» MATERIAL PROVIDED:
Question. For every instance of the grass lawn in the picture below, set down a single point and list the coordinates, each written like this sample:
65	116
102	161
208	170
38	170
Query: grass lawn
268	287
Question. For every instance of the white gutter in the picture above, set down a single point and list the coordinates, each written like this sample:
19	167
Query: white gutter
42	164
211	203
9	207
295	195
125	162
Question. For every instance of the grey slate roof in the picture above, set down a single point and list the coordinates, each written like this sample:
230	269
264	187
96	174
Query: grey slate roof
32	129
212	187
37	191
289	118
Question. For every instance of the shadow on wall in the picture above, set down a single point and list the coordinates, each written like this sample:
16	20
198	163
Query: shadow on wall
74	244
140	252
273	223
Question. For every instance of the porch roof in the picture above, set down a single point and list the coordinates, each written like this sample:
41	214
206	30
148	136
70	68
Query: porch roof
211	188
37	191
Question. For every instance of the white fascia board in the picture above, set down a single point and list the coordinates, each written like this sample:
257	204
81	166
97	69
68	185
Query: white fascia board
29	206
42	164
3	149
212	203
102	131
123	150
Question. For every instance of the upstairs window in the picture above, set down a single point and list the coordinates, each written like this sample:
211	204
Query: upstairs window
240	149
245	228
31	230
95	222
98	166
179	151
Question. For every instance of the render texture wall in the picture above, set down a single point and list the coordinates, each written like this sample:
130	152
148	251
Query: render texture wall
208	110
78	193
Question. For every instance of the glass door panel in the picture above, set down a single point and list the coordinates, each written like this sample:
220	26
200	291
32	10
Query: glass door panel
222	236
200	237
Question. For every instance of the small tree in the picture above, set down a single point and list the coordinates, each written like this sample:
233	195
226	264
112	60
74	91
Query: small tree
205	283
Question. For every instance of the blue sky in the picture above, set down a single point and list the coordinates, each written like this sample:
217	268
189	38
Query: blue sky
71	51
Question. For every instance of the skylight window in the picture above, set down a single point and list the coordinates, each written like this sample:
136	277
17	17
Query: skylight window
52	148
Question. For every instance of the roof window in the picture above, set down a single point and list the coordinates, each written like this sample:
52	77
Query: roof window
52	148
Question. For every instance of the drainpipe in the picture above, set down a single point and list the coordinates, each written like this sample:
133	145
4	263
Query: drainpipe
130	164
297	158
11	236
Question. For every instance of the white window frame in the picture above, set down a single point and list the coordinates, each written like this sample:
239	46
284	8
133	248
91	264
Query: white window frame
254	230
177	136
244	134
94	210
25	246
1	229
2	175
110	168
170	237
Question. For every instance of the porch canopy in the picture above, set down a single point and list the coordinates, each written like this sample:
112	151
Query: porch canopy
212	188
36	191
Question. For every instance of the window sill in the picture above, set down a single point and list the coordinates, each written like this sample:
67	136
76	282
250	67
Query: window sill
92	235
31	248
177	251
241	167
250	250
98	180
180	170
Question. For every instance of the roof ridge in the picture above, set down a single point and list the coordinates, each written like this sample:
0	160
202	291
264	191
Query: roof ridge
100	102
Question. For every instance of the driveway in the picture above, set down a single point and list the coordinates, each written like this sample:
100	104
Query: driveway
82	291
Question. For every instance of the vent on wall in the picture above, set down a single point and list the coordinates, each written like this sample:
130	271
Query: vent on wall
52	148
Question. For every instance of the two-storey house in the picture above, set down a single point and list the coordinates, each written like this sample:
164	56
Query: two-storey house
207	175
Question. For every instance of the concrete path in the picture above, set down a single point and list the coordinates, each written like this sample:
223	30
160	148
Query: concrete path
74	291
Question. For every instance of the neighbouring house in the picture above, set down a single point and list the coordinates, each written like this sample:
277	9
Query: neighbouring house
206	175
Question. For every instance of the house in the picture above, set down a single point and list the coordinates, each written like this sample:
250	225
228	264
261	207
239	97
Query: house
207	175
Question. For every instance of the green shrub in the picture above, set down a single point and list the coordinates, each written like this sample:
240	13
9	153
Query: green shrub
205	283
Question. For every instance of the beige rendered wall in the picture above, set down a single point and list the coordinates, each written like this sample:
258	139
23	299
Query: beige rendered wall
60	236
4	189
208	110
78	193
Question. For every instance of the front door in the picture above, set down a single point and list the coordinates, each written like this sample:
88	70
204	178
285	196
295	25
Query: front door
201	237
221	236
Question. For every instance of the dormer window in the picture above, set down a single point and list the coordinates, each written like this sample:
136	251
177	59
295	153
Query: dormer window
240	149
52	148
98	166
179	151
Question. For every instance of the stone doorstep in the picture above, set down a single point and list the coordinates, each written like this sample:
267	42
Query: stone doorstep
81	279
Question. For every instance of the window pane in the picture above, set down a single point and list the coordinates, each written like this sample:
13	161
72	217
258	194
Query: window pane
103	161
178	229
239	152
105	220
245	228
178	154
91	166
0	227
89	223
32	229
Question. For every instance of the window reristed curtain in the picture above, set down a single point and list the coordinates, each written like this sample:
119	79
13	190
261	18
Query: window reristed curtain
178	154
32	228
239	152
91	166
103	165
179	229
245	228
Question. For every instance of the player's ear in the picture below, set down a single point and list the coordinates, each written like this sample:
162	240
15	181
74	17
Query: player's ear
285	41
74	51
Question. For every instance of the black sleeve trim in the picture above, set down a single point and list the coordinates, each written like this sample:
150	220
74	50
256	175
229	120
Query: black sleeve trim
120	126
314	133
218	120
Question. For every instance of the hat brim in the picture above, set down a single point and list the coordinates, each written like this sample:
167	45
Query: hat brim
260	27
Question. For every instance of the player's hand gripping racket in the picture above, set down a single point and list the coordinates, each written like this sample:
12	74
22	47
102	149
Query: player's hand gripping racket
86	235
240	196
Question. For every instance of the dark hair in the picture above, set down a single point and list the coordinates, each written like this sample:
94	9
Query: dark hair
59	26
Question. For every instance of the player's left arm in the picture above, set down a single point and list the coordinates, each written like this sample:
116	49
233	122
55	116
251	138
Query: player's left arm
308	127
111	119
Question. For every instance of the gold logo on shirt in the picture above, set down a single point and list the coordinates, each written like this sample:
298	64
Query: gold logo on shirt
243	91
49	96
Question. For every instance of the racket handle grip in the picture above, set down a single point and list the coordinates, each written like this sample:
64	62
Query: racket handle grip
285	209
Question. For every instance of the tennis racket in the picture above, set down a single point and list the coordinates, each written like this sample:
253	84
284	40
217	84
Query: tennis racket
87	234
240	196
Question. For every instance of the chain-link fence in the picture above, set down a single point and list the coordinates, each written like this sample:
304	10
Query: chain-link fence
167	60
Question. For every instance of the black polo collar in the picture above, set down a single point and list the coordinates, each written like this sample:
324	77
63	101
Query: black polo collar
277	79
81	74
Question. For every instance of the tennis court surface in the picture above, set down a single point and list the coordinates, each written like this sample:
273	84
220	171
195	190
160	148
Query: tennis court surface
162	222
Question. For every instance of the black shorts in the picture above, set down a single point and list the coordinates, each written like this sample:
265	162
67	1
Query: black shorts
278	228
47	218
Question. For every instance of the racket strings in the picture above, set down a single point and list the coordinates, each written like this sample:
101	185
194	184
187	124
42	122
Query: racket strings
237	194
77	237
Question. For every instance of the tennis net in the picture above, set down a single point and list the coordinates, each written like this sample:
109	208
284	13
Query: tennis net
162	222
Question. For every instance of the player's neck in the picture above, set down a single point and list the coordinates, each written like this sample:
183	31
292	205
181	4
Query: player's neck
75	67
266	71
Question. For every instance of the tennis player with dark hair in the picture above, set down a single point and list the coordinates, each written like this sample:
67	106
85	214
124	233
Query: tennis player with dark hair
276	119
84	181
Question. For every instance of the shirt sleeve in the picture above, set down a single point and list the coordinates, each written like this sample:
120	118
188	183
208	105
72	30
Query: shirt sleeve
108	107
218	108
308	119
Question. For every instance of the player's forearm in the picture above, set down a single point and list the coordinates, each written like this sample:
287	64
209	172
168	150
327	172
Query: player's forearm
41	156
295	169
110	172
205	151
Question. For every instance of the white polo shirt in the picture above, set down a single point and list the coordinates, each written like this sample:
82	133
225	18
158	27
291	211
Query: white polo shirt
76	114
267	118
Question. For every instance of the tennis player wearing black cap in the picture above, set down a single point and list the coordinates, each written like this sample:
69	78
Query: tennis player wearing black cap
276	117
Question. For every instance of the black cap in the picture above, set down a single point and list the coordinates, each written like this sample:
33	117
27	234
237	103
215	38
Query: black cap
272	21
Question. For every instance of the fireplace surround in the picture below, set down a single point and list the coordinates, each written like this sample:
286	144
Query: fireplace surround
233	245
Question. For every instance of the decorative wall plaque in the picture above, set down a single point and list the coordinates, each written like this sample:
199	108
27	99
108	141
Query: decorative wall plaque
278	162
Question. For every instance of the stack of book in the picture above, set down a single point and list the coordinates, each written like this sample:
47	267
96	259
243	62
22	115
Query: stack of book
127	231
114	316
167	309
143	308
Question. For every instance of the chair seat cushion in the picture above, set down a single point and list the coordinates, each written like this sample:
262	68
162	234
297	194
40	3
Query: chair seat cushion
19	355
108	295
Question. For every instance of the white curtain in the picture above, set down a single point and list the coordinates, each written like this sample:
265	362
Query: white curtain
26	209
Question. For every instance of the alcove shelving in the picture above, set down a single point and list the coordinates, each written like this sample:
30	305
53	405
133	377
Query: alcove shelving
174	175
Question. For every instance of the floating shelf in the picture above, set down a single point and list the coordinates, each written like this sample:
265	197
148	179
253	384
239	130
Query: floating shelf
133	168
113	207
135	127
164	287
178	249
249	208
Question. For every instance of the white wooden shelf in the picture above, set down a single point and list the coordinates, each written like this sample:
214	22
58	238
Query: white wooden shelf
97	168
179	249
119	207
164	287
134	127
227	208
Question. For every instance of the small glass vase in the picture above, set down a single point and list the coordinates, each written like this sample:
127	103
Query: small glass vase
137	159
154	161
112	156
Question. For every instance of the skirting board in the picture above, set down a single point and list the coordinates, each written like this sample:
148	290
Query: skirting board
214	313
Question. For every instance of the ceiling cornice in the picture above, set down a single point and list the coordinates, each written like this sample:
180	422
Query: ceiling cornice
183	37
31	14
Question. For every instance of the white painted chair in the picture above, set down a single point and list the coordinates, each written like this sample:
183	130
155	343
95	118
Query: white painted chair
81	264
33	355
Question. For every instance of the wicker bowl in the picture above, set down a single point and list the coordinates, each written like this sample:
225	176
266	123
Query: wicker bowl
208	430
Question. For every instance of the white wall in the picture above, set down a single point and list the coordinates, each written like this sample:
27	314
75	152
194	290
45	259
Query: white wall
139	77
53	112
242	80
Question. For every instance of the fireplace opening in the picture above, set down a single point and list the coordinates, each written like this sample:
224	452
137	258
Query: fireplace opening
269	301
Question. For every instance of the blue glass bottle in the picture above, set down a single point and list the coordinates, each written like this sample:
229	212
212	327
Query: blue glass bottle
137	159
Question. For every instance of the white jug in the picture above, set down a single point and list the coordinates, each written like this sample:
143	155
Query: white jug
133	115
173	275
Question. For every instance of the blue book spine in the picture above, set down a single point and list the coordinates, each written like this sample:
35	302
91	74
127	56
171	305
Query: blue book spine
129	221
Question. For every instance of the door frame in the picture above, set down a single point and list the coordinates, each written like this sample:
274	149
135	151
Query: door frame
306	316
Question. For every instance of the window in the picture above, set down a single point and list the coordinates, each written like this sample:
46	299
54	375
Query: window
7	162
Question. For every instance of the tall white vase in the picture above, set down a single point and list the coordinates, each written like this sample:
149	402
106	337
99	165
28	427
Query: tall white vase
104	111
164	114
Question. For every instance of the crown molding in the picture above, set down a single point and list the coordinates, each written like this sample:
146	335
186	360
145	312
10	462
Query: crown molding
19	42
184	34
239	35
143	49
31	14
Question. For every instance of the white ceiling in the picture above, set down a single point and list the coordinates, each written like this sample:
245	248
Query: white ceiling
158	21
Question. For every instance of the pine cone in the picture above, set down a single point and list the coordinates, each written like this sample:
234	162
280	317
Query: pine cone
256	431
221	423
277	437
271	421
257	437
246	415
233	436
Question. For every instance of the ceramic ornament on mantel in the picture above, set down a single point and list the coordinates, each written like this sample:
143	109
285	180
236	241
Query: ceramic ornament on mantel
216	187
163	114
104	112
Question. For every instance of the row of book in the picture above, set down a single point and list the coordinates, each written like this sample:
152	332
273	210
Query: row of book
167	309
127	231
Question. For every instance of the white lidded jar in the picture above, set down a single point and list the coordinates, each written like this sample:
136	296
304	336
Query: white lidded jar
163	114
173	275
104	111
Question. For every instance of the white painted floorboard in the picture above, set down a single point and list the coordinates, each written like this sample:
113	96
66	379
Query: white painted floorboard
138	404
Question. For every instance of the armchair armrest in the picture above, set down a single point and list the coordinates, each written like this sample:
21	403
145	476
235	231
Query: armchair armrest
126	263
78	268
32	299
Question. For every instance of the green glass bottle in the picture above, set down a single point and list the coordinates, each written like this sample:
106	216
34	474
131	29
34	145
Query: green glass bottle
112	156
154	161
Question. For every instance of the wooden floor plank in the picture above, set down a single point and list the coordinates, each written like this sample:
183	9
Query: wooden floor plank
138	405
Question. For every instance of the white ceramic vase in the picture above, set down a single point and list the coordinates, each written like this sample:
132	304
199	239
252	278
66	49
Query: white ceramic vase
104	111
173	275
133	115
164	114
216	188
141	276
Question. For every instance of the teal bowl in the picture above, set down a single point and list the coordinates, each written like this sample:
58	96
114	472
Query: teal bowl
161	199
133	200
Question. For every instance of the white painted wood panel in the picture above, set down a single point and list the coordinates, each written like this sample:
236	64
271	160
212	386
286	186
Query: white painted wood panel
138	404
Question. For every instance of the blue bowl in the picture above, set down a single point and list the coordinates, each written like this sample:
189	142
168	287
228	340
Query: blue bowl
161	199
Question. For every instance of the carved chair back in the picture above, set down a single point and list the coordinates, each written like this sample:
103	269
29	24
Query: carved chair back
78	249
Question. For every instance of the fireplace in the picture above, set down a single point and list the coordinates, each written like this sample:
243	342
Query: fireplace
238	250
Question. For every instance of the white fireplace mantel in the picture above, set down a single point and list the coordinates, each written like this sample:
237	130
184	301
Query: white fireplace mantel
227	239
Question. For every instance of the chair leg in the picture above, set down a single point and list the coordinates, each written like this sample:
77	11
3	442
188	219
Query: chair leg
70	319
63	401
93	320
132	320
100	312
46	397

» WHAT YOU HAVE TO DO: Please copy each line of the material that contains the word "below".

» RESPONSE:
Question. For every instance of the grass lawn in the picture below, set down a single point and list the coordinates, each written like this sample:
Question. For every instance of the player's ear in the picture below, set down a single point and list the coordinates, each written like this sample:
Question. For every instance of the fireplace surround in the picture below, set down a single point and list the coordinates, each written like this sample:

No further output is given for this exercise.